_YOUR INSTRUCTIONS:_ Beginning with the line where "point_to annotates the background player in red" appears, restate the lines word for word through the last one in the listing.

_PROVIDED INFORMATION:_

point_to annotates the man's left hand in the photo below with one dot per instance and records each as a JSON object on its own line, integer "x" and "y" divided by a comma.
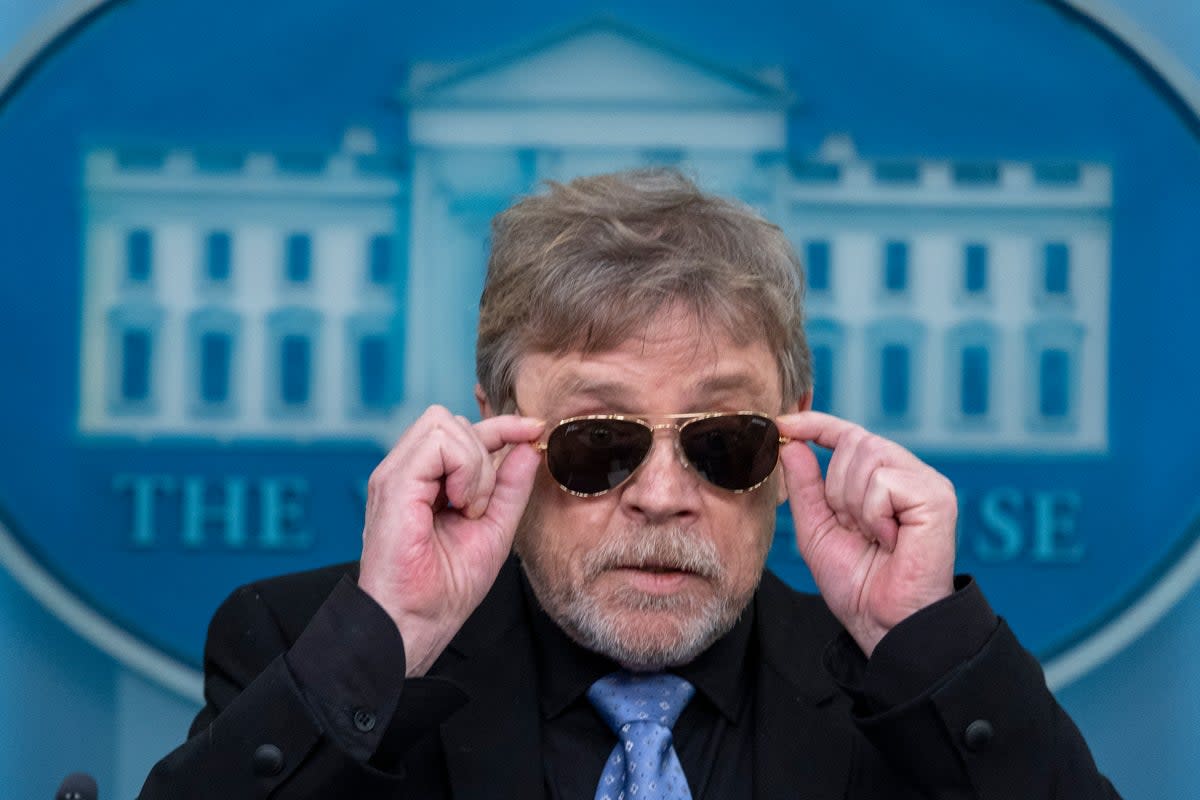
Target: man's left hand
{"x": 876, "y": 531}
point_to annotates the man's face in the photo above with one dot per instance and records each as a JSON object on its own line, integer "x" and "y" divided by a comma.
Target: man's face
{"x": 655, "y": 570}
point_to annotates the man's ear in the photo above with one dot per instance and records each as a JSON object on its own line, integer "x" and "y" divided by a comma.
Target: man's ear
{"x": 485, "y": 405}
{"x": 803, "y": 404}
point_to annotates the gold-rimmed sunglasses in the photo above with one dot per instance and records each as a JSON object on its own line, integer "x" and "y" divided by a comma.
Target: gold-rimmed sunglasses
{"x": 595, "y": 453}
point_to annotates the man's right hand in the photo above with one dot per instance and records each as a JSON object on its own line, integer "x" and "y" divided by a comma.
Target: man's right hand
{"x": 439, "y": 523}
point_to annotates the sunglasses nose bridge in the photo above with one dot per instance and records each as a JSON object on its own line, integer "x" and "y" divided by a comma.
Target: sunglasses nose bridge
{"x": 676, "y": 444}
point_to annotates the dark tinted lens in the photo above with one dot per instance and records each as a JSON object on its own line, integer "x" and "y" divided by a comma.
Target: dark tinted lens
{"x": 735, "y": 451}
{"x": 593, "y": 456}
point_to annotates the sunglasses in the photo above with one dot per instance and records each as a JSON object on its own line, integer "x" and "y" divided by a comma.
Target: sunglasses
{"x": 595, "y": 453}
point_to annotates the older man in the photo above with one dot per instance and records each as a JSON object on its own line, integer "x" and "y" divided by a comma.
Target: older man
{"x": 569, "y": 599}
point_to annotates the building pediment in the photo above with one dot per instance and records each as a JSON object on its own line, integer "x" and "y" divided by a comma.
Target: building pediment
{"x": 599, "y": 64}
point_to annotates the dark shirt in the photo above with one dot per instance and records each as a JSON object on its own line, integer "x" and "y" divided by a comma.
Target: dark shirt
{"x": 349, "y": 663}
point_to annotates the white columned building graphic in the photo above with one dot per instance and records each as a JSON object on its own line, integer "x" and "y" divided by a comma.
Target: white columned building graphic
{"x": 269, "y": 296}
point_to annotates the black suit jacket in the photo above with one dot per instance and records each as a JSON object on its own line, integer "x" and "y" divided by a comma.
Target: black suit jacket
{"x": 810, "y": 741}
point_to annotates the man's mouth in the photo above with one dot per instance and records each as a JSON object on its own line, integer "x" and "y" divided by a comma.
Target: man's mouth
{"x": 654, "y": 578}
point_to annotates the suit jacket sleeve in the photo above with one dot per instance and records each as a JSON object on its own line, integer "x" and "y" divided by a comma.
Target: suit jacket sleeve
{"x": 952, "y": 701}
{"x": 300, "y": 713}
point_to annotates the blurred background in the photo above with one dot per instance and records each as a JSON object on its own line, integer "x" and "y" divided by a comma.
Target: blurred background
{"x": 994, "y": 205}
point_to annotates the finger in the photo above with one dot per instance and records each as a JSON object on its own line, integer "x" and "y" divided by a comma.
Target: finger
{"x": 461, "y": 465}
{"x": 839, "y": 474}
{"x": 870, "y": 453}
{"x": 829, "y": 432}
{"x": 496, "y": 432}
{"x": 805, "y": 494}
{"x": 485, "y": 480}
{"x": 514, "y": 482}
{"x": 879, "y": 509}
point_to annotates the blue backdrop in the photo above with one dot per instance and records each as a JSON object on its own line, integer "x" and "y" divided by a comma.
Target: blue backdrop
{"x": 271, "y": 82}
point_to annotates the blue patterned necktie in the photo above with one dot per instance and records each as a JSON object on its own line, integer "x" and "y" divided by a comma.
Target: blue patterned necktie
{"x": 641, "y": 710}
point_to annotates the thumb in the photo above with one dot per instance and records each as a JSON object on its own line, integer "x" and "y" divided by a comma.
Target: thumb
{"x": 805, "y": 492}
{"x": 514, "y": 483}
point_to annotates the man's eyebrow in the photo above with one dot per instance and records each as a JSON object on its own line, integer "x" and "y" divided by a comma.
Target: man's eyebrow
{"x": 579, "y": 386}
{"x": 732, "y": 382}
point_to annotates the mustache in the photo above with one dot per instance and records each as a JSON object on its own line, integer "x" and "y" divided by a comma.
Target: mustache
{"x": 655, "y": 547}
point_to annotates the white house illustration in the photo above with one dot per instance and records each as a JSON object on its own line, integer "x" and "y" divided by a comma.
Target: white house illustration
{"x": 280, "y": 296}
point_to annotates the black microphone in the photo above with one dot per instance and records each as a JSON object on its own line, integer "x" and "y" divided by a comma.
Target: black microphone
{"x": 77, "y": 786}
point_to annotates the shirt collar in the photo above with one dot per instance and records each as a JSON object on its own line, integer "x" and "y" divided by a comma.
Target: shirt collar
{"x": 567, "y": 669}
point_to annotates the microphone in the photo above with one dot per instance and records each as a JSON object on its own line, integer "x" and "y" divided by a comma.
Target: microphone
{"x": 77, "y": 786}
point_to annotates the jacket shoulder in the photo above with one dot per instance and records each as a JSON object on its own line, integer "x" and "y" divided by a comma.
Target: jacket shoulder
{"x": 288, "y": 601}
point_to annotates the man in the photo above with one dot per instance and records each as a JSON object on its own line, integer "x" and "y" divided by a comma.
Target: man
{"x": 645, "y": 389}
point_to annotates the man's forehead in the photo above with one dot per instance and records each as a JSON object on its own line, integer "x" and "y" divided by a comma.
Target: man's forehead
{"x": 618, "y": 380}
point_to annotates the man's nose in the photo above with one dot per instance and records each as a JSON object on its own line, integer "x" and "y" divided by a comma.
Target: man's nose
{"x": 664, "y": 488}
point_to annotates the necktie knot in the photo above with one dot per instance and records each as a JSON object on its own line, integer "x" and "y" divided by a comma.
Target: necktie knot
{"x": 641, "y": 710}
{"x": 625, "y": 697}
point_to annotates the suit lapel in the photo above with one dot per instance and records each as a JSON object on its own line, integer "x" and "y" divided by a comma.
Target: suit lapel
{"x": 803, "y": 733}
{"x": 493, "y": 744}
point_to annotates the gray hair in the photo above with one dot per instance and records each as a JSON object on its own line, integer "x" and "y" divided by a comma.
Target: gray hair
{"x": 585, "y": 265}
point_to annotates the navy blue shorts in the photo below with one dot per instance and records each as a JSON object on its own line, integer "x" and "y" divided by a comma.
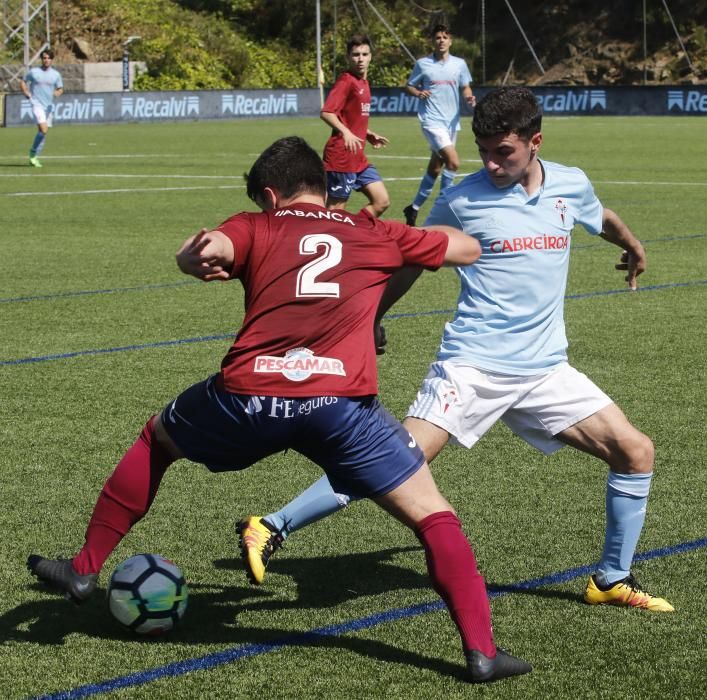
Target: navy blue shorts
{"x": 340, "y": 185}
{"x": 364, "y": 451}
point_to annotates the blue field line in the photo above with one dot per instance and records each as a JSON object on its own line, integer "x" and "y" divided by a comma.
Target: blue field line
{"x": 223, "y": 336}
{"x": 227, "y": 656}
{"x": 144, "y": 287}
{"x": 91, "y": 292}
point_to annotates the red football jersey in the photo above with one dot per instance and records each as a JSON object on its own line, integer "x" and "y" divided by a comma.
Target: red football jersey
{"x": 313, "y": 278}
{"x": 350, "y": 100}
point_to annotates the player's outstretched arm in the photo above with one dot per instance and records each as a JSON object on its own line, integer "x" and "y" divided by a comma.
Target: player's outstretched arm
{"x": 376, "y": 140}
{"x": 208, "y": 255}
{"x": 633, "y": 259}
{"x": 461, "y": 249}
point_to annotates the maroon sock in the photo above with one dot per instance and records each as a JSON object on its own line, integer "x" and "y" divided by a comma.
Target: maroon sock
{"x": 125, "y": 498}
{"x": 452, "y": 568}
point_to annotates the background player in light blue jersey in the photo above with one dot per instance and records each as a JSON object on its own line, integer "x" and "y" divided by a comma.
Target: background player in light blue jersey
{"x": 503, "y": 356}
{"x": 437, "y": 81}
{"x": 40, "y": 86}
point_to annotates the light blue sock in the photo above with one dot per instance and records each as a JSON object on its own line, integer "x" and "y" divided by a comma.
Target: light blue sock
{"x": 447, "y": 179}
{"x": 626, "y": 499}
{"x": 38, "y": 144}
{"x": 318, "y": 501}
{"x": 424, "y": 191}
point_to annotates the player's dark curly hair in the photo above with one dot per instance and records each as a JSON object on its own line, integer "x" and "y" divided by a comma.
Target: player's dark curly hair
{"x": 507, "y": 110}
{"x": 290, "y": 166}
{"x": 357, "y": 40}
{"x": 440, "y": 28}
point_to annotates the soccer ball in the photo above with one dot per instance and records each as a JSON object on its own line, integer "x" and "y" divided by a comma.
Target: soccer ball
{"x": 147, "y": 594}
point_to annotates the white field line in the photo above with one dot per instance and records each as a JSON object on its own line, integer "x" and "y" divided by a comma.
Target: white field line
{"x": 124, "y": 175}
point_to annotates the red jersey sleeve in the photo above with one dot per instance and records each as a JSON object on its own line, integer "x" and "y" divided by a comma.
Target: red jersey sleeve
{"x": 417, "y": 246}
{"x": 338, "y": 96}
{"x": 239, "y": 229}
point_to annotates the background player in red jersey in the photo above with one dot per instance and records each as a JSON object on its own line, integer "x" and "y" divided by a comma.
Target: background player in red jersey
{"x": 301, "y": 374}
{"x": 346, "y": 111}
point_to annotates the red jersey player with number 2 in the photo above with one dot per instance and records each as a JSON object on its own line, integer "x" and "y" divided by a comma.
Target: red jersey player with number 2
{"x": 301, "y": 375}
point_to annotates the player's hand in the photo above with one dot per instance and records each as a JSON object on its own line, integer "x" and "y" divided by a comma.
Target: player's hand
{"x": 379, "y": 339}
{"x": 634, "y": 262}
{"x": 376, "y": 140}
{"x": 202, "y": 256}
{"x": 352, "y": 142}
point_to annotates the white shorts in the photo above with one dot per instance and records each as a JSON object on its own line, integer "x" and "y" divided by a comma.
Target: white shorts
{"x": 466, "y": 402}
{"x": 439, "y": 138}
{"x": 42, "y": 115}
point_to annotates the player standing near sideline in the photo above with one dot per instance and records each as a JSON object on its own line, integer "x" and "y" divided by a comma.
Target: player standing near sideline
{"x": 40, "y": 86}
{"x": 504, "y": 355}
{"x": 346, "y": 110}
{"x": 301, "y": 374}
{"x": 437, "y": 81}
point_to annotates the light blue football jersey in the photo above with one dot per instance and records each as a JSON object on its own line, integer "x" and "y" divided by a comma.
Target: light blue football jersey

_EXPECTED ANSWER:_
point_to annotates the background player in red jersey in the photo above with one dot per instance and records each as a JSON object on its own line, integer "x" and "y" divided by a comma.
Target: background player in red jersey
{"x": 301, "y": 374}
{"x": 346, "y": 111}
point_to annotates the red jersey player with number 2 in the photo above with one dot per instance and records each as a JSON object on its own line, integer "x" and "y" divided by a comma.
Target: red jersey player with number 2
{"x": 301, "y": 375}
point_to annotates the player's hand in the photo above with one dot per instance and records each as a JSON object on its own line, integer "x" and "y" divided by a comma.
Target: player's hand
{"x": 379, "y": 339}
{"x": 634, "y": 262}
{"x": 376, "y": 140}
{"x": 202, "y": 256}
{"x": 352, "y": 142}
point_to annotates the white shorts in the photo above with one dot per instance and records each as a JSON object on its own line, integer "x" and "y" divided by a comma.
Target: white shorts
{"x": 466, "y": 402}
{"x": 439, "y": 138}
{"x": 42, "y": 115}
point_to annotates the player standing near sideline in the photo above with one dot per instance and records each as a JSON object on its own line, integer "x" and "y" divided by a comma.
Target: player standing near sideline
{"x": 40, "y": 86}
{"x": 504, "y": 355}
{"x": 346, "y": 110}
{"x": 301, "y": 374}
{"x": 437, "y": 81}
point_to annotates the light blue football jersey in the photo above with one dot per instance and records each as a JSON object on its own line, integer "x" and "y" divided by a comma.
Target: light blue football jersey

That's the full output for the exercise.